**Directions for this task:** Please repeat the lines below exactly. Begin with the line containing "Guideline: mark the white lot" and go on through the line containing "Guideline: mark the wheel".

==== Data

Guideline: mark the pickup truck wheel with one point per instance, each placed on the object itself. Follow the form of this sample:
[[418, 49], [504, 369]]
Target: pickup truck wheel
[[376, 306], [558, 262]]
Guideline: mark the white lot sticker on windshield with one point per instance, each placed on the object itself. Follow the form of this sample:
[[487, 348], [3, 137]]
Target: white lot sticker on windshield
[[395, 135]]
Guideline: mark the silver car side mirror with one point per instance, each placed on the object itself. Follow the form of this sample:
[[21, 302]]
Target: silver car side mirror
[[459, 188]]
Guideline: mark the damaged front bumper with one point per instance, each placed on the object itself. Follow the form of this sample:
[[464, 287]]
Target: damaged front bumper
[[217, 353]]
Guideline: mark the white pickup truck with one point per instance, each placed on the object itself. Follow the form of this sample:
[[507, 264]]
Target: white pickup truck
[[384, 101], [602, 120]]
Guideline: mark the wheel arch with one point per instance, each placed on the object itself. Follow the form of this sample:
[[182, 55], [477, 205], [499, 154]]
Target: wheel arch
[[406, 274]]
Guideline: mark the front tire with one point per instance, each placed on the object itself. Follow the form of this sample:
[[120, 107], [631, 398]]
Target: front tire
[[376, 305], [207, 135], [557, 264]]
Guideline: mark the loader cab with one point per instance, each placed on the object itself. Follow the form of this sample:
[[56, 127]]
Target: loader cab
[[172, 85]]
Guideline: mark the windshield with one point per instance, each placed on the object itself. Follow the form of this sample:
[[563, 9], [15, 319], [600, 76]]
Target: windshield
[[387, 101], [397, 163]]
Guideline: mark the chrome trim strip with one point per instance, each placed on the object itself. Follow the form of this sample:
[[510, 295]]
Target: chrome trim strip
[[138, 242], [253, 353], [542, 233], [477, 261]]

========

**Result of this task:**
Guideline: mark the white lot sticker on windshield with one point per instance, each placed on the object itself. Follow the form of this sample:
[[487, 348], [3, 137]]
Target: white lot sticker on windshield
[[395, 135]]
Guideline: mark the silver car side mirror with one point per instance, each placed on the object itself. Follow the form of this sample:
[[21, 302]]
Target: silver car side mirror
[[459, 188]]
Guideline: mark the damaged front bumper with one point per instance, each placed on the object itself. Follow the form of this sample:
[[464, 287]]
Target: damaged front bumper
[[217, 353]]
Guideline: mark the white pickup truck with one point per instance, each placed on the object itself. Follow the form of this sample:
[[507, 264]]
Target: white pickup truck
[[384, 101], [602, 120]]
Guideline: mark the wheel arch with one point per instance, each placed on the object itself. Follow the form of this sample:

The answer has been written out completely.